Direction: From the data below, pull out every line containing the word "stripe" and copy each one. Matching is case-sensitive.

[Start Material shown]

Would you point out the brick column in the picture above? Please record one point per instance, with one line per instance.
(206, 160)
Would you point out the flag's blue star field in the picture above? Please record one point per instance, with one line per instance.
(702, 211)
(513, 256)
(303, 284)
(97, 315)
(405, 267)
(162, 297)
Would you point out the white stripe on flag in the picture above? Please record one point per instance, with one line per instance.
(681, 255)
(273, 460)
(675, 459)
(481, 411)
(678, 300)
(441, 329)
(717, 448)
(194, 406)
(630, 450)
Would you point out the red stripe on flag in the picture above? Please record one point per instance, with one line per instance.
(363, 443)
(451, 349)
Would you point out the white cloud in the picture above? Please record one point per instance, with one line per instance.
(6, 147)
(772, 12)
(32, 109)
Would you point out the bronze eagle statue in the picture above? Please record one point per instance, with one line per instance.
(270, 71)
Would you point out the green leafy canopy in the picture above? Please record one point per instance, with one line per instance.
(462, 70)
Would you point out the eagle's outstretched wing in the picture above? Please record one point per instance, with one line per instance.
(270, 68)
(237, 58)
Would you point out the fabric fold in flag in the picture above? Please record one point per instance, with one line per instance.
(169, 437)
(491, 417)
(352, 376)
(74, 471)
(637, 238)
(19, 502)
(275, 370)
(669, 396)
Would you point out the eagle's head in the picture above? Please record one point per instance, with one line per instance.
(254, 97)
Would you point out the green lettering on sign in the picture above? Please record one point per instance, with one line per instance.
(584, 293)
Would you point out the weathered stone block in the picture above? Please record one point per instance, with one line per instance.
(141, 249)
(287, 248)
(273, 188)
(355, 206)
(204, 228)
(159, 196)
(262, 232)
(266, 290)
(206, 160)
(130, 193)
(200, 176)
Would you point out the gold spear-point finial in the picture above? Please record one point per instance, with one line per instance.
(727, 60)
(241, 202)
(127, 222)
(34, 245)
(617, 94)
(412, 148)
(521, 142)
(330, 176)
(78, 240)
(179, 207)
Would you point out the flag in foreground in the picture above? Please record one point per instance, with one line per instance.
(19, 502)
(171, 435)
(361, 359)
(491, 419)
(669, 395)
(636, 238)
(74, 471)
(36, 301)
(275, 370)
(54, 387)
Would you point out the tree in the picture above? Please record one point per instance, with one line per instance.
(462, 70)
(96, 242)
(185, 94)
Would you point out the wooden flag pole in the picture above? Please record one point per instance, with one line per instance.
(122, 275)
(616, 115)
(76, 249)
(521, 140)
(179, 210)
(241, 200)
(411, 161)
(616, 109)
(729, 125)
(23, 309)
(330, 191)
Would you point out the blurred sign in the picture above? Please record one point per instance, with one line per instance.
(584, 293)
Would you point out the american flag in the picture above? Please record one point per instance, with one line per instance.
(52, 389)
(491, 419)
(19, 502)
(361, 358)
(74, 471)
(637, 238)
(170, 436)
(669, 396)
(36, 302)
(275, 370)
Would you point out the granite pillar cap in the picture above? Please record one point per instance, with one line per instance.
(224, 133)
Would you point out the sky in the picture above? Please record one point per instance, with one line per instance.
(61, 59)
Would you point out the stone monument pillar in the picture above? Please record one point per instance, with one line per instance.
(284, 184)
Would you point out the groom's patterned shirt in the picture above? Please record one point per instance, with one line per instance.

[End Material shown]
[Start Material shown]

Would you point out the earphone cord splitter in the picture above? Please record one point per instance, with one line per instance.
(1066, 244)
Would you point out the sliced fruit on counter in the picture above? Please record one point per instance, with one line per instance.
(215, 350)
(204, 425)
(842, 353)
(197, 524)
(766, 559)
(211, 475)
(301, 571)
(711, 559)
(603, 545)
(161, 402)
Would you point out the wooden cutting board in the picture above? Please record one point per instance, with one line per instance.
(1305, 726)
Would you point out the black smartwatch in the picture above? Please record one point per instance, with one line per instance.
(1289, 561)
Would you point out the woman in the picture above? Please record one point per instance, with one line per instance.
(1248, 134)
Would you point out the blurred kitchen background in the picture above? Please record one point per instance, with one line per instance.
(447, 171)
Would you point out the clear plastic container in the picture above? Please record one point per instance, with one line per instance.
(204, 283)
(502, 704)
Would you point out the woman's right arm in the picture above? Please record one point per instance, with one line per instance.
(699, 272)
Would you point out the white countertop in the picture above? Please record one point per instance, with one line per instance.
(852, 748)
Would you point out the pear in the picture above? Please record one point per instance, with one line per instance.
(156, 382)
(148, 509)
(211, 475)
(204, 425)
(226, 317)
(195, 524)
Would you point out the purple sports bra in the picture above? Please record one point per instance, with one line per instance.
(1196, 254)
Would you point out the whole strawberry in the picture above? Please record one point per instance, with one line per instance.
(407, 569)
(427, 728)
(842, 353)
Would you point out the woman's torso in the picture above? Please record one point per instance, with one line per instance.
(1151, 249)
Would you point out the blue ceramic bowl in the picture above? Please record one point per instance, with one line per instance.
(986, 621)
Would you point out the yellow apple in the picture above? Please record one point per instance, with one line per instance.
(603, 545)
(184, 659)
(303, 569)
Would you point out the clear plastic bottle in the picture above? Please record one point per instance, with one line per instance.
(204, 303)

[End Material shown]
[Start Material shown]

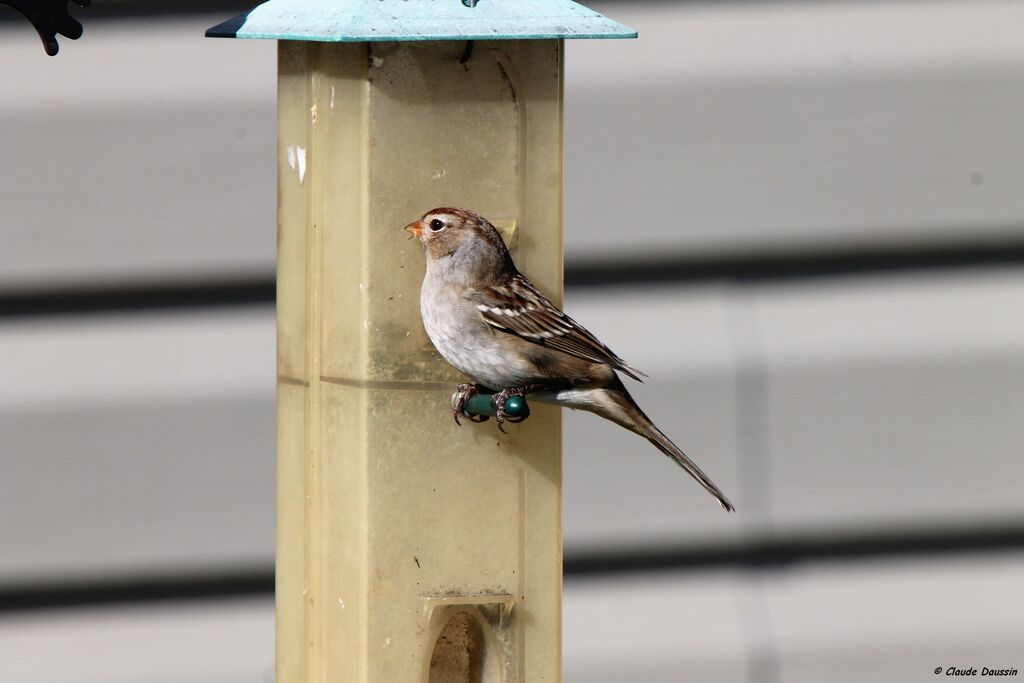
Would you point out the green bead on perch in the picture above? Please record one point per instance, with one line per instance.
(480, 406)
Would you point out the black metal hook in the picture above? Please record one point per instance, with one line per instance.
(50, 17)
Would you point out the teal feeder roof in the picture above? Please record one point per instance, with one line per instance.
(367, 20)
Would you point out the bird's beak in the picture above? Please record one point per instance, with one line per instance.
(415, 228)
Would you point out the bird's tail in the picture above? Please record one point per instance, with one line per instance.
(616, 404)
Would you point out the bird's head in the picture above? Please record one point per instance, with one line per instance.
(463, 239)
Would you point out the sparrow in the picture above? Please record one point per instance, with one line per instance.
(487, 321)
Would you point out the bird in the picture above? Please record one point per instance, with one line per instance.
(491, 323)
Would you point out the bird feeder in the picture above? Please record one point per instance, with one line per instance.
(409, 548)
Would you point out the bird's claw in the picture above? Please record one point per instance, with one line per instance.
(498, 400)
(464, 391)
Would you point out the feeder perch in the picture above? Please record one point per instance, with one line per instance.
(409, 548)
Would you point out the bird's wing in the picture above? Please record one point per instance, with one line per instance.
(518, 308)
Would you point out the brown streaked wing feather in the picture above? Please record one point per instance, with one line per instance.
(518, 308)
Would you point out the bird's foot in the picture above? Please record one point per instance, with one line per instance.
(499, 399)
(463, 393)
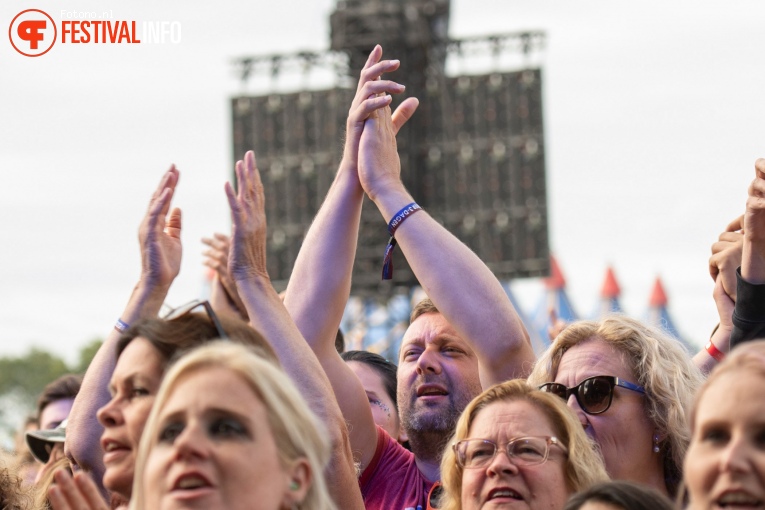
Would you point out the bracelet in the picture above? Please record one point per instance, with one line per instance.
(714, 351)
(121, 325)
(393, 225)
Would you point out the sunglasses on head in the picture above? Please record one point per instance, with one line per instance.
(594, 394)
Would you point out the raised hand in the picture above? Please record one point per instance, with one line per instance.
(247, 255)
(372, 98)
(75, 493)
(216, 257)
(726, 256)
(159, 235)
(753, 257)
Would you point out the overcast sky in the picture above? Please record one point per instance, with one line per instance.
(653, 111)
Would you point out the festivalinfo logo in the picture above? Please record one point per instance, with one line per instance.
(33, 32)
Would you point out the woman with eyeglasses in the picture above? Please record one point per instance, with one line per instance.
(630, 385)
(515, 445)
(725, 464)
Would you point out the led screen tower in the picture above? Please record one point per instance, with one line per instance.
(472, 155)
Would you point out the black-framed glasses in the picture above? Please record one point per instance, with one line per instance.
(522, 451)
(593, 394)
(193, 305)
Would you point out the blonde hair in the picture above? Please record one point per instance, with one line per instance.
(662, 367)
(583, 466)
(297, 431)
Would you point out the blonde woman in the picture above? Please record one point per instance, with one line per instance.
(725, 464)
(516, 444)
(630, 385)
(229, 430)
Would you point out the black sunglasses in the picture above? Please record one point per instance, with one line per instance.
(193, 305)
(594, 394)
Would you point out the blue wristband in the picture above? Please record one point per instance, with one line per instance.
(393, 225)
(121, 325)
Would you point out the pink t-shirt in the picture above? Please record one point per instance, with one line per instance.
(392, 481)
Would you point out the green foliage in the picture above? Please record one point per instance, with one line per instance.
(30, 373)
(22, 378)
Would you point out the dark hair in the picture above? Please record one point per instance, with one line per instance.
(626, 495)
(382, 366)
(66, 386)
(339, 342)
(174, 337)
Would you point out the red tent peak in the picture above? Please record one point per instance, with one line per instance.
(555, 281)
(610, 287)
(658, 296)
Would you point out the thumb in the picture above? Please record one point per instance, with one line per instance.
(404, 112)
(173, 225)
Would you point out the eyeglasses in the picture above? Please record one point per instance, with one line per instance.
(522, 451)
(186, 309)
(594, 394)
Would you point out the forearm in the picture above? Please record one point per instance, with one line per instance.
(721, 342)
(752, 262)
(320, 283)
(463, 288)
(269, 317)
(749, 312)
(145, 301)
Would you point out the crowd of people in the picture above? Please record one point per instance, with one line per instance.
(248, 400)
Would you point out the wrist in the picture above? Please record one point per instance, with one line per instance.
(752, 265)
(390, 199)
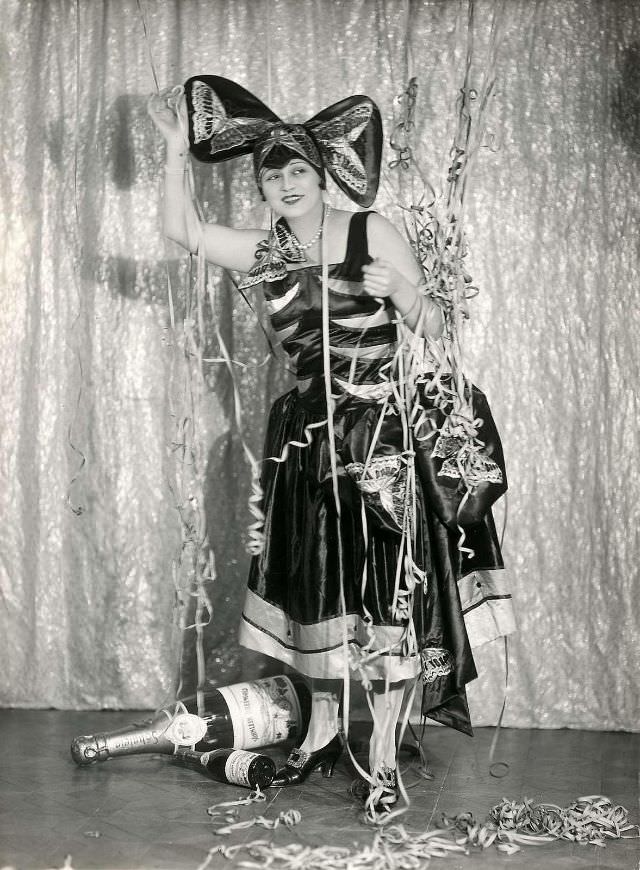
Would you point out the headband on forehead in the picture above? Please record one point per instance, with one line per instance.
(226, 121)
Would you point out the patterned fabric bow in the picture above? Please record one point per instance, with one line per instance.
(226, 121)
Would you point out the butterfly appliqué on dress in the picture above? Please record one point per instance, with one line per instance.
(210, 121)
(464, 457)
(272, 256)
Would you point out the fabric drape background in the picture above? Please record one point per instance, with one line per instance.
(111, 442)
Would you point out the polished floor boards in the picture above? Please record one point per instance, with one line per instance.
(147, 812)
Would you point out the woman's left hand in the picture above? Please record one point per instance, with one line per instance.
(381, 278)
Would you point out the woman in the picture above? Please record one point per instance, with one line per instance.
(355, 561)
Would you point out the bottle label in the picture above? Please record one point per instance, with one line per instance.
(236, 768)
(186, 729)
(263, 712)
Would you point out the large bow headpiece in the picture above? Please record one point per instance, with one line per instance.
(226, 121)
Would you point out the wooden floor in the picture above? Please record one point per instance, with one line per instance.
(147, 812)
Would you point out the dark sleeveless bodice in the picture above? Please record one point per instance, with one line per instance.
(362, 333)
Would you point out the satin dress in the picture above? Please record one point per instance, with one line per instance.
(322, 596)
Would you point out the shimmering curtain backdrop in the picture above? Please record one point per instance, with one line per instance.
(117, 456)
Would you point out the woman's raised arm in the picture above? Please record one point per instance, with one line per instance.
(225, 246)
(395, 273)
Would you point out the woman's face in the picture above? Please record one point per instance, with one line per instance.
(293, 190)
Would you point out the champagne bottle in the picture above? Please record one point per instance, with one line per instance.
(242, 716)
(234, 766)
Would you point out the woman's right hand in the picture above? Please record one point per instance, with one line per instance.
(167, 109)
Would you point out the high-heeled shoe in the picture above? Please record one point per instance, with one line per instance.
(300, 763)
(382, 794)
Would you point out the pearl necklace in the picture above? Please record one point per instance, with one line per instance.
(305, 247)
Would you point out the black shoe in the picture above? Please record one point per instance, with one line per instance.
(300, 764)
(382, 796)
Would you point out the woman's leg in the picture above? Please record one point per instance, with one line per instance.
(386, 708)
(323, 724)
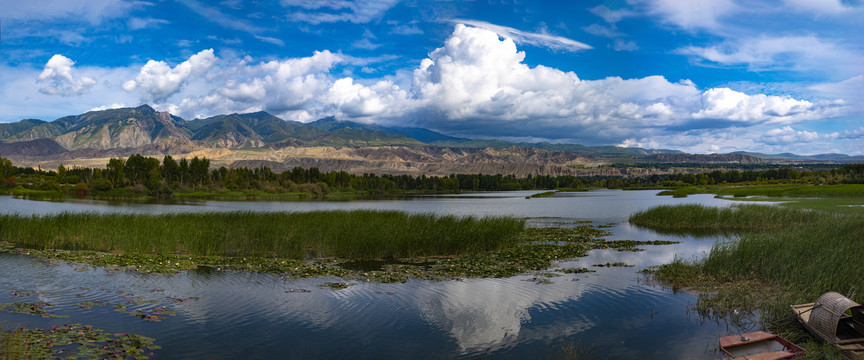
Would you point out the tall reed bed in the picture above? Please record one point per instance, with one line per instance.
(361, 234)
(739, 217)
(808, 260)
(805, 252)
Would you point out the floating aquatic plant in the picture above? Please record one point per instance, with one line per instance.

[End Material shown]

Expected output:
Would you point out the white stripe on flag in the picture above? Please record one point per instance, with one line per instance.
Would you point out the red stripe on flag in the picture above? Please record one point per instance, with one line per instance.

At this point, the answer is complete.